##### Provided records #####
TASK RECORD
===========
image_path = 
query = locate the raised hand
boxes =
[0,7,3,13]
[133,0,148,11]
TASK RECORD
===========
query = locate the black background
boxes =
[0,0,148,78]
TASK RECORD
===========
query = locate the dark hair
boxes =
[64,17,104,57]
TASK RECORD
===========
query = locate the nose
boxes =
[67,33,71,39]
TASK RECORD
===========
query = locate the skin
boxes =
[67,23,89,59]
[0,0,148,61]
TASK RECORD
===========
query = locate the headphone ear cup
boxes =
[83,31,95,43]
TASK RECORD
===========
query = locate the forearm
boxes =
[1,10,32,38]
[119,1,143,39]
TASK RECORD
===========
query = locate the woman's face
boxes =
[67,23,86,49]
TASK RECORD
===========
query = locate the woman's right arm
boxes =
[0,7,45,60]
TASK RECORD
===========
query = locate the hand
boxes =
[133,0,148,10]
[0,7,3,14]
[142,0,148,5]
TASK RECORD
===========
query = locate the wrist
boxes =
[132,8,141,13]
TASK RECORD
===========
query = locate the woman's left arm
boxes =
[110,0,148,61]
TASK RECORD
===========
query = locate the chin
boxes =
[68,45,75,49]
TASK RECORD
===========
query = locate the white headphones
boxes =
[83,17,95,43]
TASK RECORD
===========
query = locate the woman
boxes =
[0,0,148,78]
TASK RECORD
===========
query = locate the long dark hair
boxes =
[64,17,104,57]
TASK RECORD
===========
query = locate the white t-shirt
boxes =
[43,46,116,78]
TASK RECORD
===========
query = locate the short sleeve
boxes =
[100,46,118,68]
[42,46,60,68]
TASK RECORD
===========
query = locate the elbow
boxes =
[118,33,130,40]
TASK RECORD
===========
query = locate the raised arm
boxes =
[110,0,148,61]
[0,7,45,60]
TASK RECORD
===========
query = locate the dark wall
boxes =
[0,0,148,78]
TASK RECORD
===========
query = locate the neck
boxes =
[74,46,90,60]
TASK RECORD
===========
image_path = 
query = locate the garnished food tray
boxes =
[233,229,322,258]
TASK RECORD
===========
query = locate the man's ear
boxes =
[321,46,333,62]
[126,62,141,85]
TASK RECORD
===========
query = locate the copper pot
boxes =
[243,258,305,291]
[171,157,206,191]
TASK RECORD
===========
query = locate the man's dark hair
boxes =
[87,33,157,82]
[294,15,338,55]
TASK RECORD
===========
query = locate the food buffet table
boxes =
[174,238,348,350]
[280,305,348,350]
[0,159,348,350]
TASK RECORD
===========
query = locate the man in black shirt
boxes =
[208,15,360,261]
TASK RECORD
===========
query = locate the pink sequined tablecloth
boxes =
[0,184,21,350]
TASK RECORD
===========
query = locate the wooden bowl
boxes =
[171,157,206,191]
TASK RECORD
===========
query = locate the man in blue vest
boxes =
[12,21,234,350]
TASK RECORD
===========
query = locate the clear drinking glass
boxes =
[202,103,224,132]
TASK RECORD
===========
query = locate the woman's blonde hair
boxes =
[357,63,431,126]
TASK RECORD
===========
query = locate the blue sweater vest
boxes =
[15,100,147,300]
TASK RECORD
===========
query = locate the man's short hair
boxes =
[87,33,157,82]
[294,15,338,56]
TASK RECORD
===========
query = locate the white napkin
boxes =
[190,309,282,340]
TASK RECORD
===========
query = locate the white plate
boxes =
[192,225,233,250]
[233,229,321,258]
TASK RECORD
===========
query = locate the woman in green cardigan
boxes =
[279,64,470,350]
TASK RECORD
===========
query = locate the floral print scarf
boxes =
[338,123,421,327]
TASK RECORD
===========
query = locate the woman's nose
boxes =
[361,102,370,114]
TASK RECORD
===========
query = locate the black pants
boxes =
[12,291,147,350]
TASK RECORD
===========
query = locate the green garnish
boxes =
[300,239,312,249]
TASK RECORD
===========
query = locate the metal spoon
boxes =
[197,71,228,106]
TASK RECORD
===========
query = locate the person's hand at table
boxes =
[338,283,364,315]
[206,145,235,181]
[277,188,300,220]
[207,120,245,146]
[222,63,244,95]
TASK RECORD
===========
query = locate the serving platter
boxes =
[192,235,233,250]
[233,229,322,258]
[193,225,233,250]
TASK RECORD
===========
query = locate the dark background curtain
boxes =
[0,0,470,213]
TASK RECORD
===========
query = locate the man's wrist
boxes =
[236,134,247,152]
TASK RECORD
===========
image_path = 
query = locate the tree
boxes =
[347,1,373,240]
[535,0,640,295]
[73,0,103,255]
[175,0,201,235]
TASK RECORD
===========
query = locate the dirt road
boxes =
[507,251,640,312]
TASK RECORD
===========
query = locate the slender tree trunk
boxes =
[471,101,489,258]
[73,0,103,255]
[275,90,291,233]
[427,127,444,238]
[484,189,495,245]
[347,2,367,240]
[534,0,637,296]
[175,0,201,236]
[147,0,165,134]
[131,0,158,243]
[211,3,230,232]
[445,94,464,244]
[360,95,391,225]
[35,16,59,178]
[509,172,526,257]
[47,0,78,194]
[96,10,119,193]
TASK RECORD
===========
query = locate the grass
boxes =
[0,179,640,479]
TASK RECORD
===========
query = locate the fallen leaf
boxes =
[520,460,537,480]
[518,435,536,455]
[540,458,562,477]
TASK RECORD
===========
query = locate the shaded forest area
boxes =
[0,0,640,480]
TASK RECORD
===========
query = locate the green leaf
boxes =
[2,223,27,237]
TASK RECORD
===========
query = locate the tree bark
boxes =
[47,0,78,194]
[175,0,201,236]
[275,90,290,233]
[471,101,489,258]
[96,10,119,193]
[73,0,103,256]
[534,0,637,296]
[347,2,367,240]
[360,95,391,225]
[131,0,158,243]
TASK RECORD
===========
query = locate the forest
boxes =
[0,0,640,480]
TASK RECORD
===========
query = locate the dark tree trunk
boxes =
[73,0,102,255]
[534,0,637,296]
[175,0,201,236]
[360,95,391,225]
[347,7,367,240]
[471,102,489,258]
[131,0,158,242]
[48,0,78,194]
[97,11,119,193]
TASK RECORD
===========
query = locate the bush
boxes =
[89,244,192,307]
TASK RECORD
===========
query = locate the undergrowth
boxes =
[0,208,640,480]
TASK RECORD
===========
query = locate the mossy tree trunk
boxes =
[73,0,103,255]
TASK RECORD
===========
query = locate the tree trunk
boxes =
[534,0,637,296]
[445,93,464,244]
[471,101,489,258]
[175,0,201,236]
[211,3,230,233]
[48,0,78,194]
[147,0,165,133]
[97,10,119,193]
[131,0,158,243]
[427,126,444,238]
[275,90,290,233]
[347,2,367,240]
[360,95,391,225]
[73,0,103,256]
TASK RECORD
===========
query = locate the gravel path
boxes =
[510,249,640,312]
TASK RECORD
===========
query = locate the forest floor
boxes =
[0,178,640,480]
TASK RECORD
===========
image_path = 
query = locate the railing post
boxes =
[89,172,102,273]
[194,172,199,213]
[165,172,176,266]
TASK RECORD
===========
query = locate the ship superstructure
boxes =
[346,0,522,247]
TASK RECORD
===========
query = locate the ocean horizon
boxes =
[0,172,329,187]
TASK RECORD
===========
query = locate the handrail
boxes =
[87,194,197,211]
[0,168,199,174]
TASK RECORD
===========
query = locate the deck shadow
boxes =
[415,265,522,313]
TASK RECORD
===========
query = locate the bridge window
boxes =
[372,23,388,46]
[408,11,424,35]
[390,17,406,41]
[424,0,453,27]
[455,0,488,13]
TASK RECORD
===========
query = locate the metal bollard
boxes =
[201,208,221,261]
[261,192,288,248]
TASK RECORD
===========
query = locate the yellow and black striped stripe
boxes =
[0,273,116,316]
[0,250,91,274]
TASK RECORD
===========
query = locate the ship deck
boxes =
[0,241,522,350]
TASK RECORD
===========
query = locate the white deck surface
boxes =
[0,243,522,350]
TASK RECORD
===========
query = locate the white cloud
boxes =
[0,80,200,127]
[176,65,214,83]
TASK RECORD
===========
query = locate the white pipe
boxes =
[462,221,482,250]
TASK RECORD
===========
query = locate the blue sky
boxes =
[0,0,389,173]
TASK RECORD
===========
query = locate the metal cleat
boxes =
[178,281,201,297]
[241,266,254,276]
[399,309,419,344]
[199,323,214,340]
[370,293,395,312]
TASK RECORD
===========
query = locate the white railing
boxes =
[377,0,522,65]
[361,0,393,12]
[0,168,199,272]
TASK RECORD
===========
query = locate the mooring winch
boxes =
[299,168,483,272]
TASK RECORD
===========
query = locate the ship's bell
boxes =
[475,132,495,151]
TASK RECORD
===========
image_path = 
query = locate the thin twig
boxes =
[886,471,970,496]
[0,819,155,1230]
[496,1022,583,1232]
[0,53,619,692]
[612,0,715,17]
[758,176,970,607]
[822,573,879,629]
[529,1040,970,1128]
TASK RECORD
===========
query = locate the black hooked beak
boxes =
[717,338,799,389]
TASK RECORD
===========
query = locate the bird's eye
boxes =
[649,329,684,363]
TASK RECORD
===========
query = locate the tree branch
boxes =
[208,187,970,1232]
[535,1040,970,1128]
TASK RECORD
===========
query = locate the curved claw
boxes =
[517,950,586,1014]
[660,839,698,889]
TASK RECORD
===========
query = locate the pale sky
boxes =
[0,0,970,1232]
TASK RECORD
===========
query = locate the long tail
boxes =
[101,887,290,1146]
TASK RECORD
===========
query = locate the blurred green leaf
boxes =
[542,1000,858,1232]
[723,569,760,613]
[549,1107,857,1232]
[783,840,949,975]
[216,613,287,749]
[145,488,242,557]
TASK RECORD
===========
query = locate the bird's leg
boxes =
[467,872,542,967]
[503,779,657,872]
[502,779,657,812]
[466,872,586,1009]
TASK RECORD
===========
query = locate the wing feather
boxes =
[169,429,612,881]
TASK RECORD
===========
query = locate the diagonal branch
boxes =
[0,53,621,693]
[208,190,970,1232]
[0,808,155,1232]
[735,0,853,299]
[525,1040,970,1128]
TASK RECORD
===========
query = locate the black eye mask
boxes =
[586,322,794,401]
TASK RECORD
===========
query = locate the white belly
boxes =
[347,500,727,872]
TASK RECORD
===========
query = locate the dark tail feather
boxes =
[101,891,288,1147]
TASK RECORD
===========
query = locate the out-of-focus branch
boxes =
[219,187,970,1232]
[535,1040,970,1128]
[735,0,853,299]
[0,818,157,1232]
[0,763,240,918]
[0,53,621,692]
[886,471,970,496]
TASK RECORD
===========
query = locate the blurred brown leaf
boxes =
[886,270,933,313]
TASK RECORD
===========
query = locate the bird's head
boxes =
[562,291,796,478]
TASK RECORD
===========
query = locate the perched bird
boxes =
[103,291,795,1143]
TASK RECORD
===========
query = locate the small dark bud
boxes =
#####
## Set exercise
Report each line of the data above that contains the word "leaf", copying every such line in full.

## Final result
query = locate the fallen leaf
query = locate the green leaf
query = locate the blurred green leaf
query = locate the blurred brown leaf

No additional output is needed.